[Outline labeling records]

::::::

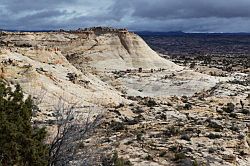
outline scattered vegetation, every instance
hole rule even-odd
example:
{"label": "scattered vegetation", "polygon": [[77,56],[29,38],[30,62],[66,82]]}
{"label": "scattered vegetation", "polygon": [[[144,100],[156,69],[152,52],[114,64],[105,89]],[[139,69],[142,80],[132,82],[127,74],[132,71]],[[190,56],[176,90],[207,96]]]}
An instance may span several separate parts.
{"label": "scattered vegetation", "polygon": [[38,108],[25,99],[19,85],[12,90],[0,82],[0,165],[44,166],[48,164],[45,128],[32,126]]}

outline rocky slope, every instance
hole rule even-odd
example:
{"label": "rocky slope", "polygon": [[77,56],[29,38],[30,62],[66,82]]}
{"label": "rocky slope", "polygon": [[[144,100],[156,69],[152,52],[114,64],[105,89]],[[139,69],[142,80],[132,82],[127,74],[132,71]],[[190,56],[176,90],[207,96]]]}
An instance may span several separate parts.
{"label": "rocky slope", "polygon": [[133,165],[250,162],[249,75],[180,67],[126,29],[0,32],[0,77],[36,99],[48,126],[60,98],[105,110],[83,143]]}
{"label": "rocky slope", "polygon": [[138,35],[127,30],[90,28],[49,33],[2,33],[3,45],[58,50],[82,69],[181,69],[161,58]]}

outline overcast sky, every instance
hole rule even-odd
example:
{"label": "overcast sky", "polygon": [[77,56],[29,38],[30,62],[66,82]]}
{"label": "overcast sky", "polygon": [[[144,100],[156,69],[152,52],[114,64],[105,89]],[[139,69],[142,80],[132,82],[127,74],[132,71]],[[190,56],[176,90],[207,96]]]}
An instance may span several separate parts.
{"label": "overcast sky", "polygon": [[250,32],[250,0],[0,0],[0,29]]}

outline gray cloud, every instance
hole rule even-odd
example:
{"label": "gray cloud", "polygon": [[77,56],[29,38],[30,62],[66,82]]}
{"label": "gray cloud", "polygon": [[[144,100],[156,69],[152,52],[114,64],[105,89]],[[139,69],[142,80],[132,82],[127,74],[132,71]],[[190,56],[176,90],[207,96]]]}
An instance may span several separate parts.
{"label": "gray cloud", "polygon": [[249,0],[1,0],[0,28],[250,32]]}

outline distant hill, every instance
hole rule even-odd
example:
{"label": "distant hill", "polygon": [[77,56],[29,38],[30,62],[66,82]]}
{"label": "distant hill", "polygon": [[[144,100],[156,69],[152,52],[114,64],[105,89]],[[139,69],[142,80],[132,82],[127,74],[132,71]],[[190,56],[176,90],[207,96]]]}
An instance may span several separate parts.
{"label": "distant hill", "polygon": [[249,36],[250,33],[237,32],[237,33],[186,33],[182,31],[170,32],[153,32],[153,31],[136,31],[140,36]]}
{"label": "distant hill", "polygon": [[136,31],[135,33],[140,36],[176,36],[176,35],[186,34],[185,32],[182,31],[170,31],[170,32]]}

::::::

TO DO - Put each line of the records above into a numbered list, skipping blank lines. Leave the pictures out.

SOLVED PROBLEM -
1. outline scattered vegetation, every instance
2. hole rule even-odd
3. example:
4. {"label": "scattered vegetation", "polygon": [[77,56],[29,38],[30,62],[66,82]]}
5. {"label": "scattered vegetation", "polygon": [[[144,100],[156,69],[152,52],[114,64],[105,89]],[[139,69],[142,80],[132,82],[127,74],[132,71]],[[190,56],[176,90],[207,96]]]}
6. An instance may span several separate parts.
7. {"label": "scattered vegetation", "polygon": [[38,108],[25,99],[19,85],[12,90],[0,82],[0,165],[44,166],[48,164],[45,128],[32,126]]}
8. outline rocky slope, every instance
9. hole rule even-odd
10. example:
11. {"label": "rocky slope", "polygon": [[77,56],[29,38],[30,62],[66,82]]}
12. {"label": "rocky slope", "polygon": [[[144,100],[156,69],[152,52],[114,64],[105,89]],[[139,69],[142,80],[132,82],[127,74],[132,71]],[[190,56],[176,90],[207,96]]]}
13. An instance may span several separate parts.
14. {"label": "rocky slope", "polygon": [[133,165],[250,162],[249,75],[180,67],[126,29],[0,32],[0,77],[36,99],[48,126],[60,98],[105,110],[83,143]]}
15. {"label": "rocky slope", "polygon": [[138,35],[127,30],[90,28],[49,33],[2,33],[3,45],[58,50],[82,69],[181,69],[161,58]]}
16. outline overcast sky, every instance
17. hole rule even-odd
18. example:
19. {"label": "overcast sky", "polygon": [[77,56],[29,38],[30,62],[66,82]]}
20. {"label": "overcast sky", "polygon": [[[144,100],[156,69],[152,52],[114,64],[105,89]],[[139,69],[142,80],[132,82],[127,74],[132,71]],[[190,56],[176,90],[207,96]]]}
21. An instance may span several separate parts.
22. {"label": "overcast sky", "polygon": [[250,32],[250,0],[0,0],[0,29]]}
23. outline gray cloud, every instance
24. hole rule even-odd
25. example:
26. {"label": "gray cloud", "polygon": [[77,56],[29,38],[30,62],[66,82]]}
27. {"label": "gray cloud", "polygon": [[[144,100],[156,69],[152,52],[114,64],[105,89]],[[139,69],[142,80],[132,82],[127,74],[132,71]],[[190,56],[176,90],[207,96]]]}
28. An instance may span several separate parts.
29. {"label": "gray cloud", "polygon": [[249,0],[1,0],[0,28],[250,32]]}
30. outline distant hill, every instance
31. hole rule even-odd
32. example:
33. {"label": "distant hill", "polygon": [[77,56],[29,38],[30,62],[66,82]]}
34. {"label": "distant hill", "polygon": [[[144,100],[156,69],[152,52],[114,64],[105,89]],[[139,69],[142,80],[132,82],[127,74],[132,71]],[[190,56],[176,90],[207,96]]]}
35. An instance may span several separate parts.
36. {"label": "distant hill", "polygon": [[249,36],[250,33],[237,32],[237,33],[186,33],[182,31],[170,32],[153,32],[153,31],[136,31],[140,36]]}
37. {"label": "distant hill", "polygon": [[136,31],[135,33],[140,36],[176,36],[176,35],[186,34],[185,32],[182,31],[170,31],[170,32]]}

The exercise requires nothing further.